→ **PROBLEMA 1**
Transcreva da entrevista o trecho que começa em "Conseguimos fazer esse" e termina em "projetos e captações?".
→ **PROBLEMA 2**
Segundo a entrevista, quais empresas servem de exemplo na destinação de recursos?

Vários desses projetos são realizados com o apoio de empresas privadas. Como tem sido a sensibilização do empresário de Pernambuco?
Há algumas barreiras que, nem sempre, são institucionais, são de desinformação. Em Pernambuco, muitas empresas recebem recursos da Sudene para ampliar seus negócios, há um sentimento de que, pelo fato de receber esse subsídio, não podem destinar recursos incentivados. Isso não procede. Na verdade, as empresas que recebem subsídio diminuem parte do imposto de renda que devem pagar. Temos casos de empresas que já fazem isso de forma regular.
Esperamos que esses sentimentos dos empresários que levaram essa iniciativa possam, de certo modo, se disseminar para que outros compreendam os benefícios da destinação dos recursos e seus impactos. O Grupo Cornélio Brennand, o Grupo Parvi, e até Suape, são empresas exemplos do ponto de vista da destinação de recursos. Elas o fazem a partir de uma estratégia de ESG, compreendendo os territórios, as causas que vão ser apoiadas, a regularidade de manter os apoios, acompanham os resultados do trabalho desenvolvido somando as estratégias de fortalecer o social.
Mas ainda temos desafios de formar os empresários, conscientizar os contadores. Também há um sentimento de que esse processo é difícil de fazer, mas ele é simples, de fácil compreensão, que traz resultados para as marcas. Inúmeras pesquisas mostram que uma empresa que desenvolve uma ação social tem capacidade de ser mais bem compreendida e aceita pelos consumidores. O papel da Zoom é trazer segurança a esse processo porque apresentamos um projeto aos empresários já aprovado pelos órgãos reguladores, que passou por processo de compliance, de conformidade, de análise de documentação, com todas as certidões, documentações em dia. Isso diminui os riscos de realizar um investimento em um projeto que possa macular a imagem da empresa.
Conseguimos fazer esse conjunto de atividades e dar visibilidade a essa ação. Isso tem nos permitido furar a bolha e, a cada ano, conquistar outras empresas pernambucanas para destinarem parte do seu imposto de renda. Afinal, desejamos transformar impostos em impactos sociais. É melhor para o empresário compreender que o seu imposto está sendo executado em projetos como tratamento de câncer, formação profissional, desenvolvimento da cultura local, apoio ao esporte educacional no contraturno escolar. Significa ser capaz de saber onde seus impostos serão aplicados e quais resultados proporcionam à sociedade.
Quais suas perspectivas para 2025? O que esperar desse segmento com amadurecimento e mais conhecimento das empresas em projetos e captações?

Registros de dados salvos
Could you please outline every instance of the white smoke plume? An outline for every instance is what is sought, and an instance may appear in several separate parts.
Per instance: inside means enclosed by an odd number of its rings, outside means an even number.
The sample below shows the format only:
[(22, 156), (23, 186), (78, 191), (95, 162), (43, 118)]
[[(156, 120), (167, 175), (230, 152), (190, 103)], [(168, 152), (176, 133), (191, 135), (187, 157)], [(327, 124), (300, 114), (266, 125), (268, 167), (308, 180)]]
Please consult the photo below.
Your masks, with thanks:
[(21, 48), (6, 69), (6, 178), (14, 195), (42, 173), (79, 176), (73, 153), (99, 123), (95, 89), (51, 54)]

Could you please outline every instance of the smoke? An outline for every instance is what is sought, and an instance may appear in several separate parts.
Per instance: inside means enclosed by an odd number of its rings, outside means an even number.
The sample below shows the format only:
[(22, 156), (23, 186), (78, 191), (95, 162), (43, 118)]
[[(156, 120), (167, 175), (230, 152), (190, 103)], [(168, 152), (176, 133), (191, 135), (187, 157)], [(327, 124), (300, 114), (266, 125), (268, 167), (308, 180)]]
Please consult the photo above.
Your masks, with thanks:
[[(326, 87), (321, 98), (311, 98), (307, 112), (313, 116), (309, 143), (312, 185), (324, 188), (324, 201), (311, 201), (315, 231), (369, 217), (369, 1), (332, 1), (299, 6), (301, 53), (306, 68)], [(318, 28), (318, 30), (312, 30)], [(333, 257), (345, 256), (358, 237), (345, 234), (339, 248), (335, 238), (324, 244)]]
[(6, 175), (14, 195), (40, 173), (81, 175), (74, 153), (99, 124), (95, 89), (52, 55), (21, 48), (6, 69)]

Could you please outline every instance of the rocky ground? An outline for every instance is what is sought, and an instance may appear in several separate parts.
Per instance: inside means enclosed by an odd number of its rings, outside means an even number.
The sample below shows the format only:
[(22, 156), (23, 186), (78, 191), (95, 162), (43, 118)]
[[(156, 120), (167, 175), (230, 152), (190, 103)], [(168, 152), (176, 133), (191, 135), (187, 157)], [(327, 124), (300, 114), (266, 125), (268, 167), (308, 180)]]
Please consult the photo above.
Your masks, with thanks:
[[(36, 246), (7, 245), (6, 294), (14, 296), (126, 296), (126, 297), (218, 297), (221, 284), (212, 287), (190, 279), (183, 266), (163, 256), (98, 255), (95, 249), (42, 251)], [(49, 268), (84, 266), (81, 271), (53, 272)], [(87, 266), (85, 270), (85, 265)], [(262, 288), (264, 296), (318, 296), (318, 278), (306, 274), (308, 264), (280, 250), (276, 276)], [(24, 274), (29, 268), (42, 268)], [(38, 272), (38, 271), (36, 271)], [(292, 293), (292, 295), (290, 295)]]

→ **RESPOSTA 1**
Conseguimos fazer esse conjunto de atividades e dar visibilidade a essa ação. Isso tem nos permitido furar a bolha e, a cada ano, conquistar outras empresas pernambucanas para destinarem parte do seu imposto de renda. Afinal, desejamos transformar impostos em impactos sociais. É melhor para o empresário compreender que o seu imposto está sendo executado em projetos como tratamento de câncer, formação profissional, desenvolvimento da cultura local, apoio ao esporte educacional no contraturno escolar. Significa ser capaz de saber onde seus impostos serão aplicados e quais resultados proporcionam à sociedade.
Quais suas perspectivas para 2025? O que esperar desse segmento com amadurecimento e mais conhecimento das empresas em projetos e captações?

→ **RESPOSTA 2**
O Grupo Cornélio Brennand, o Grupo Parvi e Suape.